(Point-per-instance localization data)
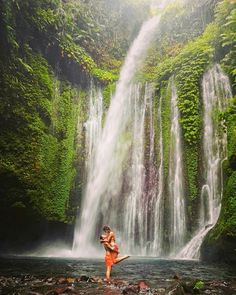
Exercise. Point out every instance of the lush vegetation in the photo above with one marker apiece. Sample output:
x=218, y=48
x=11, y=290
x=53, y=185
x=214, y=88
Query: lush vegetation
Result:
x=50, y=50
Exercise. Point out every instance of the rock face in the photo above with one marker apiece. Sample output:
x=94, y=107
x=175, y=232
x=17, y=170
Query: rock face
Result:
x=78, y=285
x=219, y=250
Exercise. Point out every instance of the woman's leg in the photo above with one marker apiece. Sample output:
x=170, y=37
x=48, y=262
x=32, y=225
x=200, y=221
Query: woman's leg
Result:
x=108, y=273
x=119, y=259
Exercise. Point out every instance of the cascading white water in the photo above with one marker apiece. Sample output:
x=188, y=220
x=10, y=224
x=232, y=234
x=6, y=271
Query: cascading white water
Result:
x=216, y=93
x=158, y=201
x=93, y=125
x=134, y=224
x=93, y=128
x=105, y=180
x=177, y=228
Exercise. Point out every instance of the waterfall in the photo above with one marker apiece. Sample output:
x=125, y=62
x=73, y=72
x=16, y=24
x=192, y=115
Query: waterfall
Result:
x=177, y=228
x=93, y=125
x=104, y=183
x=216, y=92
x=158, y=201
x=93, y=129
x=135, y=221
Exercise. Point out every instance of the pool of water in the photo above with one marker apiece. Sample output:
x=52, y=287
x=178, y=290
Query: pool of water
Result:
x=133, y=269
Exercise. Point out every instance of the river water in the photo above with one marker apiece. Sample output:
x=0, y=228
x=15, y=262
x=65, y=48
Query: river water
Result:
x=156, y=272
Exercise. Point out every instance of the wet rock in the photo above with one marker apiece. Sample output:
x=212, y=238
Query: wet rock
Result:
x=70, y=280
x=176, y=277
x=84, y=278
x=131, y=289
x=176, y=290
x=62, y=281
x=142, y=286
x=161, y=290
x=63, y=290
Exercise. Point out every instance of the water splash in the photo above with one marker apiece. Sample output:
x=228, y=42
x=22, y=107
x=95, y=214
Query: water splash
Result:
x=105, y=180
x=177, y=228
x=216, y=93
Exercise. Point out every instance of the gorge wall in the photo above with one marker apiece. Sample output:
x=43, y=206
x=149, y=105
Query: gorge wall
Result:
x=51, y=52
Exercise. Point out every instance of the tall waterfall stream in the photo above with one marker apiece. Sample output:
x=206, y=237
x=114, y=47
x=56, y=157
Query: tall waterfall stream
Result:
x=125, y=165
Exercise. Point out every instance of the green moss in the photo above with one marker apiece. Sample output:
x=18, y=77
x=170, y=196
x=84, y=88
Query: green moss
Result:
x=39, y=115
x=166, y=123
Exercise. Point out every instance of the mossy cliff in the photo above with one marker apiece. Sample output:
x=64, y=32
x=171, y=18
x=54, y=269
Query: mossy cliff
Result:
x=50, y=50
x=185, y=54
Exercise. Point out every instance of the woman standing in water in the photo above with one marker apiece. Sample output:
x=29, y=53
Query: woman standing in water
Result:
x=112, y=251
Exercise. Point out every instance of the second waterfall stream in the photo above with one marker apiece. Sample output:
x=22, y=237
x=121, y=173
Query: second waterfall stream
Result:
x=135, y=178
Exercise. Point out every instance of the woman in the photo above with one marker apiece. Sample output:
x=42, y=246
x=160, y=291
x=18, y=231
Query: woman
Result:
x=112, y=251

Exercise goal
Without carrying over any picture, write out the entries above once more, exactly.

Response area
Exercise. Point out every instance of the lush vegetation in the photo above with one marker apiece. Sample output:
x=218, y=48
x=11, y=290
x=53, y=185
x=214, y=88
Query: lush vegetation
Result:
x=50, y=50
Exercise. Point out every instance of the rock face in the photo above with one marker apiece. Sample output:
x=94, y=107
x=175, y=232
x=17, y=170
Query: rock face
Result:
x=78, y=285
x=219, y=250
Exercise. Point out every instance of the woman's leg in the photo above with one marker apiece. Sample output:
x=170, y=37
x=48, y=262
x=32, y=225
x=200, y=221
Query: woman's leg
Result:
x=108, y=273
x=119, y=259
Exercise. Point out every instance of the cascading white water in the photo above with one marker apiece. Sample output:
x=188, y=220
x=10, y=224
x=232, y=234
x=6, y=271
Query: cascading white water
Result:
x=216, y=93
x=158, y=201
x=93, y=125
x=134, y=224
x=93, y=128
x=105, y=180
x=177, y=228
Exercise. Point out every instance of the waterfall in the photo above with one marker apiece. Sample output:
x=125, y=62
x=73, y=72
x=16, y=24
x=192, y=115
Query: waterfall
Result:
x=177, y=228
x=93, y=125
x=104, y=183
x=216, y=92
x=158, y=201
x=93, y=129
x=135, y=221
Exercise. Point out every instance of the pool of water in the photo above with one marker apiece. Sample output:
x=52, y=287
x=178, y=290
Query: pool of water
Result:
x=133, y=269
Exercise. Point out every instance of the river water in the photo above with one marker apiece. Sample output:
x=0, y=228
x=15, y=262
x=65, y=48
Query: river water
Result:
x=156, y=272
Exercise. Point out every instance of the wet rock in the photo above with one marker apiece. Sample output:
x=212, y=238
Query: wet rock
Result:
x=70, y=280
x=176, y=277
x=84, y=278
x=131, y=289
x=176, y=290
x=62, y=281
x=142, y=286
x=161, y=290
x=63, y=290
Exercise. Point out every instance of the water splash in the photo above with one marker apiece. Sample output:
x=228, y=42
x=22, y=107
x=95, y=214
Query: water splash
Result:
x=105, y=180
x=177, y=228
x=216, y=93
Exercise. Point out every instance of the gorge wall in the photo above with one marker apiece. Sample output:
x=43, y=206
x=149, y=105
Query: gorge wall
Result:
x=51, y=52
Exercise. Point out every instance of the tall waterfall stream in the photo above with one marker apiece. Sample output:
x=206, y=237
x=114, y=47
x=56, y=157
Query: tall waterfall stream
Result:
x=125, y=165
Exercise. Point out every instance of the green moss in the photo above with one marker apiece. Sample output:
x=18, y=77
x=170, y=196
x=84, y=88
Query: green moss
Result:
x=39, y=115
x=166, y=123
Exercise. Point out every instance of the mossy cliff in the photo above with one marker apiece. Sample output:
x=64, y=32
x=171, y=18
x=54, y=269
Query: mossy cliff
Result:
x=50, y=50
x=185, y=54
Exercise. Point out every instance of the woman standing in water in the photo above with one marker apiece. Sample output:
x=29, y=53
Query: woman standing in water
Result:
x=112, y=251
Exercise. Point out every instance of the second waterfall stream in the photo above with one marker apiece. Sample output:
x=22, y=237
x=121, y=173
Query: second waterfall stream
Result:
x=135, y=178
Exercise. Point out every instance of the woman in the photo above with one marker apiece. Sample output:
x=42, y=246
x=160, y=291
x=18, y=231
Query: woman
Result:
x=112, y=251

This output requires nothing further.